### EXERCISE
Decide whether each statement agrees with the text on the handbook chapter below, answering yes or no and quoting the deciding words: (a) the chapter compares three streams of literature; (b) the handbook was edited by Laura and Katharina Kreissl; (c) the conclusion argues that scholars should stay within separate camps of scholarship.

Together with my sister Laura and Katharina Kreissl, we were given the opportunity to contribute a chapter to “The Handbook of Organizing Economic, Ecological and Societal Transformation”, edited by Elke Weik, Chris Land and Ronald Hartz. In our contribution entitled “Searching for Transformative Potential: Comparing Conceptualizations of Open, Inclusive and Alternative Organizations”, we analyze scholarly approaches that explicitly imagine organizations as capable of ‘doing good’ under the labels of “open”, “inclusive” or “alternative. Check out the abstract below:
In this chapter, we analyze scholarly approaches that explicitly imagine organizations as capable of ‘doing good’ and investigate which answers they give to the urgent need of stimulating socio-ecological transformations. We compare three streams of literature on open, inclusive and alternative organizations. We define the transformative potential of these approaches as related to ideas of (1) de-/postgrowth and other alternatives to profit-oriented organizing; and of (2) making room for historically disadvantaged and particularly marginalized groups at the organizational power table. In our conclusion, we argue that the scale of transformative change needed asks scholars to transgress commonly separated camps of scholarship and, thus, to eclectically engage with all three organizational approaches to organize for socio-ecological transformations. At the same time, this requires challenging institutionalized underpinnings of how we organize scholarship as such.

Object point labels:
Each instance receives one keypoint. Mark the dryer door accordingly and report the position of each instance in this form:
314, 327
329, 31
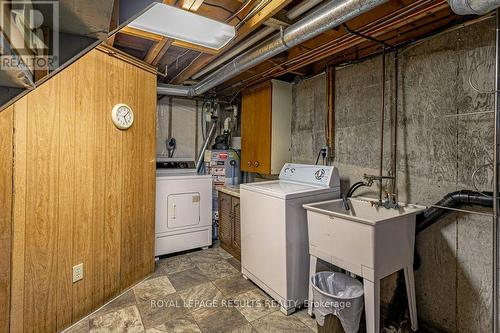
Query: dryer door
183, 210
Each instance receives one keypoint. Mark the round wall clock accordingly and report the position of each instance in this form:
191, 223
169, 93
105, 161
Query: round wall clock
123, 116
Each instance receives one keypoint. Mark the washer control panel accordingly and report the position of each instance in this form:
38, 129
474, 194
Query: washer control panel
321, 175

### TASK ANSWER
(a) Yes: "We compare three streams of literature on open, inclusive and alternative organizations."
(b) No: "edited by Elke Weik, Chris Land and Ronald Hartz"
(c) No: "the scale of transformative change needed asks scholars to transgress commonly separated camps of scholarship"